*Short problem*: Could you print every one of the items below, reproducing each line character for character?

--- Start Source records ---

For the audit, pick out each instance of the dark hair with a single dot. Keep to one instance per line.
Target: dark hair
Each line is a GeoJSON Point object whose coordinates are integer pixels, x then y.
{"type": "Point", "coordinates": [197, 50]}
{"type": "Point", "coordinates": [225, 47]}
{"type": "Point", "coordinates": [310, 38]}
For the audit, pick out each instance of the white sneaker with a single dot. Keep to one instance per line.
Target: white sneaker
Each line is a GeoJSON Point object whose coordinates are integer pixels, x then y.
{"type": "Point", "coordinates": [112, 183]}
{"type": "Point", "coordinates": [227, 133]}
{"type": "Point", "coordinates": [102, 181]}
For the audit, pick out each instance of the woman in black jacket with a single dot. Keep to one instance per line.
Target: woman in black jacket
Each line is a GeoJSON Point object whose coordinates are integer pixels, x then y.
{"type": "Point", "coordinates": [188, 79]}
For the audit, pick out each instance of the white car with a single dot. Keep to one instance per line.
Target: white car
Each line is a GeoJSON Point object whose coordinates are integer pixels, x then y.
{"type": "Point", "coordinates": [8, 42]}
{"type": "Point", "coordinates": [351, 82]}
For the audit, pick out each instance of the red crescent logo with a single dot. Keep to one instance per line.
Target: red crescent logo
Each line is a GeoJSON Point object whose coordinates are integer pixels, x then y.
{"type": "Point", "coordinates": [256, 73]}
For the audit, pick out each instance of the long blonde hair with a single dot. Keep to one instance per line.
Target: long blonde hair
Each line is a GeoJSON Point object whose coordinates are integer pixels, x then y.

--- End Source records ---

*Output*:
For the audit, pick out each instance of the dark hair with a single dot. Keep to one instance per line.
Target: dark hair
Each line is a GeoJSON Point object whose coordinates are integer pixels, x then y.
{"type": "Point", "coordinates": [197, 50]}
{"type": "Point", "coordinates": [225, 47]}
{"type": "Point", "coordinates": [310, 38]}
For the audit, pick out each instance of the white sneaker with a single dot. Keep to one instance per line.
Target: white sneaker
Each line is a GeoJSON Point object whose coordinates are integer pixels, x then y.
{"type": "Point", "coordinates": [112, 183]}
{"type": "Point", "coordinates": [227, 133]}
{"type": "Point", "coordinates": [102, 181]}
For the audit, pick out each instance of the woman in black jacket with a single dot. Keep to one instance per line.
Target: woman in black jacket
Each line is a GeoJSON Point object whose coordinates are integer pixels, x then y.
{"type": "Point", "coordinates": [188, 79]}
For the audit, pick out each instance of the white car with a single dot. Keep to one instance per line.
Target: white car
Each line is a GeoJSON Point object whose coordinates are integer pixels, x then y.
{"type": "Point", "coordinates": [8, 42]}
{"type": "Point", "coordinates": [351, 82]}
For the audit, pick out each instance of the red crescent logo with a single dot. Keep to one instance per line.
Target: red crescent logo
Each line is a GeoJSON Point object whose coordinates are integer pixels, x then y.
{"type": "Point", "coordinates": [256, 73]}
For the audit, pick out each instance of the long blonde hair with a single dot. Keep to one instance per line.
Target: long blonde hair
Each line is a GeoJSON Point object whose coordinates are integer pixels, x then y.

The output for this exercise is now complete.